▶ **REQUIRED TASK**:
Print every row below verbatim, line for line, with no changes.

• • • •

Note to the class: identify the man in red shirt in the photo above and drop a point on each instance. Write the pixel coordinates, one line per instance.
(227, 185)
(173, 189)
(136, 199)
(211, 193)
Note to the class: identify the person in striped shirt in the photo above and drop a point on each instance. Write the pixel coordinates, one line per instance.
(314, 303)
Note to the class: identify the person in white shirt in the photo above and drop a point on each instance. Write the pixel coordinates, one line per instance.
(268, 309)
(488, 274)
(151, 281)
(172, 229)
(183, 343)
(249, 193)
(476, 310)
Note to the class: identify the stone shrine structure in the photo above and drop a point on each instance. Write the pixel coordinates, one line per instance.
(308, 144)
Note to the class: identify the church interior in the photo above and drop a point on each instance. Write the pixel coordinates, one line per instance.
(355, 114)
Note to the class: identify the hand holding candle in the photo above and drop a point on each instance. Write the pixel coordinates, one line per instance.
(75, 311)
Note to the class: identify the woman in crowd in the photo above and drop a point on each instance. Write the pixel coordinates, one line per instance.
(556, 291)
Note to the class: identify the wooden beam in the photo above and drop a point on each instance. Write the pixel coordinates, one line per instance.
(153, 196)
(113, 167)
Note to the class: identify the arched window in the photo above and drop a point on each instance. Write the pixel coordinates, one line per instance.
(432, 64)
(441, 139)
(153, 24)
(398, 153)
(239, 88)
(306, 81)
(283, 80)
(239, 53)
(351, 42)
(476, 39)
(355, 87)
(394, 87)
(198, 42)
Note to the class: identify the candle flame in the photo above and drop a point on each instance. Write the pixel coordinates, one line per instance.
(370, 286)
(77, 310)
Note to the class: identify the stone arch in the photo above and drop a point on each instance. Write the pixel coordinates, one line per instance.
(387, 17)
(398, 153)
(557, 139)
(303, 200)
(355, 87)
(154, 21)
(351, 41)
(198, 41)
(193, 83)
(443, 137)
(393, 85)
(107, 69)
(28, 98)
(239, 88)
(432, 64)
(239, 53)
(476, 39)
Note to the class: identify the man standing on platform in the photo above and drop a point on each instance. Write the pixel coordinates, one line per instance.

• • • •

▶ **SOLUTION TO THIS TASK**:
Note to the class: identify the man in red shirt in the photo above and drop a point on each instance. Write the pixel coordinates, one line per instance.
(227, 185)
(173, 189)
(136, 199)
(211, 193)
Note to the class: identify the person in striped shirt in the photo above and drop a point on each instance. Write the pixel coordinates, one line per instance.
(314, 303)
Note to the class: identify the person in white shirt in the photo above and drop a point on each instance. Write the pixel coordinates, one line per instance.
(268, 309)
(488, 274)
(151, 281)
(172, 229)
(183, 343)
(249, 193)
(476, 310)
Note to the class: identify the stone shrine structure in the photo above and drop a point on each instance. Write the pixel coordinates, one line per instance.
(308, 144)
Note to the class: identify the church interior in the photo above and drop a point on each instance. Write the pixel coordinates, one line per instance.
(355, 114)
Note to the class: identify the hand holding candle in the photo above and drop a point on each instance. Write the pixel coordinates, one line per instance.
(75, 311)
Note to the class: identify the woman in crowd in the photo above and drop a point on each instance. Write the pixel coordinates, one line per instance.
(556, 291)
Note to the class: identify the wooden beam in the photo above and drop a point on each instance. Write the pixel coordinates, one line per instance.
(153, 196)
(113, 167)
Note to the class: identify the arched window in the photo above and drop a point on each instance. Write the pixel coordinates, one line per instance.
(432, 64)
(441, 139)
(153, 24)
(398, 153)
(239, 88)
(306, 81)
(283, 80)
(239, 53)
(351, 42)
(476, 39)
(355, 87)
(394, 87)
(198, 42)
Note to the class: identify the candle flame in the photo above and drop a point on each instance. Write the pixel coordinates, one line per instance.
(370, 286)
(77, 310)
Note to the class: identify the stone arch in the photo above and drop a point on each instance. Write the pixel coordinates, one line per instance.
(387, 17)
(398, 153)
(557, 139)
(303, 200)
(355, 87)
(154, 21)
(351, 41)
(198, 41)
(193, 83)
(443, 137)
(393, 85)
(107, 69)
(28, 98)
(239, 88)
(432, 64)
(239, 53)
(476, 39)
Note to the class: identify the man standing on platform in the photo above and drop a point on each instance. Write the pixel coordinates, one line per instance.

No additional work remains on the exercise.